BEGIN Data supplied
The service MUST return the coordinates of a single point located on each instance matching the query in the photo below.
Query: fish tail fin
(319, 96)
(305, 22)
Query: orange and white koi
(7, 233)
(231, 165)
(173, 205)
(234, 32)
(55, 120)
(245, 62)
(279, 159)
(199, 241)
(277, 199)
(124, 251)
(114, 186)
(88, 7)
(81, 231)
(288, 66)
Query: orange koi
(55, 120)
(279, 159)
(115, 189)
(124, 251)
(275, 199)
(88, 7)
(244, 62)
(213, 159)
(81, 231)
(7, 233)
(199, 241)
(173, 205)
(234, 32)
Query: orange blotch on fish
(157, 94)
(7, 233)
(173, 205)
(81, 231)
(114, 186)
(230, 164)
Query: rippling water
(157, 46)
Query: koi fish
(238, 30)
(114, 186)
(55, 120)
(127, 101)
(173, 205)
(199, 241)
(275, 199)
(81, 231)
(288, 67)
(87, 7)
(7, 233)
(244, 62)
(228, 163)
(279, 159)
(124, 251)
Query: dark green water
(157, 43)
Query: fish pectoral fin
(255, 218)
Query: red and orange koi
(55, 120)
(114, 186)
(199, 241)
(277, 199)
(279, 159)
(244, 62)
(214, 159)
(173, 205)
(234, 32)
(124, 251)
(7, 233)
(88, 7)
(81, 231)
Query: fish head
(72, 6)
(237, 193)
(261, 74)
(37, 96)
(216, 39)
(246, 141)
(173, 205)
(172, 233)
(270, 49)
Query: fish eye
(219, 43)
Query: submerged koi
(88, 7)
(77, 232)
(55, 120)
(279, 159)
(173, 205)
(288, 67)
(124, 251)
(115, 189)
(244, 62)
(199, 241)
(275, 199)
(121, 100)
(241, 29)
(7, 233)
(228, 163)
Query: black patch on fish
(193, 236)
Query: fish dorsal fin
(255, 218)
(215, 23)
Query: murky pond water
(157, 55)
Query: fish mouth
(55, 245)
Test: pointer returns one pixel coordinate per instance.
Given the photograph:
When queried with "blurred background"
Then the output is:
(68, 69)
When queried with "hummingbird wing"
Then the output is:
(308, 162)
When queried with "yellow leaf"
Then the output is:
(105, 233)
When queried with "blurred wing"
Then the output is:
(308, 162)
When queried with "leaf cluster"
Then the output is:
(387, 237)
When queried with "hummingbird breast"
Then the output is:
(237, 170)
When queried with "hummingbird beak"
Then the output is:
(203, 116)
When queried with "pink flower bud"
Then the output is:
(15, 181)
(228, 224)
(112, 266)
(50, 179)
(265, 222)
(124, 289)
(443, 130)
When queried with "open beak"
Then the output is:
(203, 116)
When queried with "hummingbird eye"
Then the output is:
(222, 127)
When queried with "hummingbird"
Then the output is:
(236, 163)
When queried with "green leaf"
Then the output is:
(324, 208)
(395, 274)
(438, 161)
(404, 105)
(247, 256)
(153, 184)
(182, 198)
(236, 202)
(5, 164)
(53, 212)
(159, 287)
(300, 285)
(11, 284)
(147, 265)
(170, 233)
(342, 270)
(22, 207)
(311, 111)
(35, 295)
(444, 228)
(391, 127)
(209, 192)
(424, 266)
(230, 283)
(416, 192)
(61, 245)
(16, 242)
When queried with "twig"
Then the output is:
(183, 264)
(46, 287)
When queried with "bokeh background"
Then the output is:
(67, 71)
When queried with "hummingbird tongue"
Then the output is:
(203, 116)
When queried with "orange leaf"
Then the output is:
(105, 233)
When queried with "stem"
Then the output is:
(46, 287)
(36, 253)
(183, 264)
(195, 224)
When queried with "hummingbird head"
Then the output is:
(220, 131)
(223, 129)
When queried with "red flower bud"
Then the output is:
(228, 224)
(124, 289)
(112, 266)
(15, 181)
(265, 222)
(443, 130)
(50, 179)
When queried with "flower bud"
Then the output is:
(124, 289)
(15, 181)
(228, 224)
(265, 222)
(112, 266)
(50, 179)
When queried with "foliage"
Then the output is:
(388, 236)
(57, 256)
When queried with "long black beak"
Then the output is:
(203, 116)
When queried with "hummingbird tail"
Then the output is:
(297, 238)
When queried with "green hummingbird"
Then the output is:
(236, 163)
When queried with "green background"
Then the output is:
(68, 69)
END Data supplied
◆ **Your goal**
Each line of the data is to be restated exactly.

◆ **Your solution**
The service MUST return the coordinates of a single point located on each instance matching the query in the photo below.
Query: fish tail fin
(319, 96)
(305, 22)
Query: orange and white koi
(7, 233)
(231, 165)
(173, 205)
(234, 32)
(55, 120)
(245, 62)
(279, 159)
(199, 241)
(277, 199)
(124, 251)
(114, 186)
(88, 7)
(81, 231)
(288, 66)
Query: orange koi
(55, 120)
(279, 159)
(115, 189)
(124, 251)
(275, 199)
(88, 7)
(244, 62)
(213, 159)
(81, 231)
(7, 233)
(199, 241)
(173, 205)
(234, 32)
Query: orange blotch on fish
(157, 94)
(7, 233)
(173, 205)
(81, 231)
(114, 186)
(230, 164)
Query: rippling water
(157, 46)
Query: koi fish
(238, 30)
(114, 186)
(55, 120)
(127, 101)
(173, 205)
(199, 241)
(275, 199)
(81, 231)
(288, 67)
(87, 7)
(7, 233)
(244, 62)
(228, 163)
(279, 159)
(124, 251)
Query: dark green water
(157, 43)
Query: fish pectoral fin
(255, 218)
Query: red and orange koi
(55, 120)
(114, 186)
(199, 241)
(277, 199)
(279, 159)
(244, 62)
(214, 159)
(173, 205)
(234, 32)
(124, 251)
(7, 233)
(88, 7)
(81, 231)
Query: fish head
(72, 6)
(237, 193)
(261, 74)
(37, 96)
(216, 39)
(246, 141)
(173, 205)
(172, 233)
(270, 49)
Query: fish eye
(219, 43)
Query: submerged koi
(88, 7)
(77, 232)
(55, 120)
(279, 159)
(173, 205)
(288, 67)
(124, 251)
(115, 189)
(244, 62)
(199, 241)
(275, 199)
(121, 100)
(241, 29)
(7, 233)
(228, 163)
Query: black patch on fish
(193, 236)
Query: fish dorsal fin
(255, 218)
(215, 23)
Query: murky pond water
(157, 55)
Query: fish mouth
(55, 245)
Test: pointer returns one pixel coordinate per instance.
Given the photograph:
When queried with "blurred background"
Then the output is:
(68, 69)
When queried with "hummingbird wing"
Then the output is:
(308, 162)
When queried with "yellow leaf"
Then the output is:
(105, 233)
When queried with "blurred wing"
Then the output is:
(308, 162)
When queried with "leaf cluster"
Then the output is:
(387, 237)
When queried with "hummingbird breast"
Then the output is:
(237, 170)
When queried with "hummingbird beak"
Then the output is:
(203, 116)
When queried with "pink flower bud"
Then the output is:
(15, 181)
(228, 224)
(112, 266)
(50, 179)
(265, 222)
(124, 289)
(443, 130)
When queried with "open beak"
Then the output is:
(203, 116)
When queried with "hummingbird eye"
Then the output is:
(222, 127)
When queried with "hummingbird"
Then the output is:
(236, 163)
When queried with "green leaf"
Then the output is:
(324, 208)
(395, 274)
(438, 161)
(404, 105)
(247, 256)
(153, 184)
(182, 198)
(236, 202)
(5, 164)
(53, 212)
(159, 287)
(300, 285)
(11, 284)
(147, 265)
(170, 233)
(342, 270)
(22, 207)
(311, 111)
(35, 295)
(444, 228)
(391, 127)
(209, 192)
(424, 266)
(230, 283)
(416, 192)
(61, 245)
(16, 242)
When queried with "twig"
Then the output is:
(183, 264)
(46, 287)
When queried with "bokeh background"
Then the output is:
(67, 71)
When queried with "hummingbird tongue"
Then the output is:
(203, 116)
When queried with "orange leaf"
Then the output is:
(105, 233)
When queried with "stem"
Then the output is:
(46, 287)
(36, 253)
(183, 264)
(195, 224)
When queried with "hummingbird head"
Then the output is:
(220, 131)
(223, 129)
When queried with "red flower bud"
Then the output is:
(228, 224)
(124, 289)
(112, 266)
(15, 181)
(265, 222)
(443, 130)
(50, 179)
When queried with "flower bud"
Then the output is:
(124, 289)
(15, 181)
(228, 224)
(265, 222)
(112, 266)
(50, 179)
When queried with "foliage"
Then the output is:
(388, 236)
(57, 256)
When queried with "long black beak"
Then the output is:
(203, 116)
When queried with "hummingbird tail"
Then the output is:
(297, 238)
When queried with "green hummingbird"
Then the output is:
(236, 163)
When queried with "green background"
Then the output is:
(68, 69)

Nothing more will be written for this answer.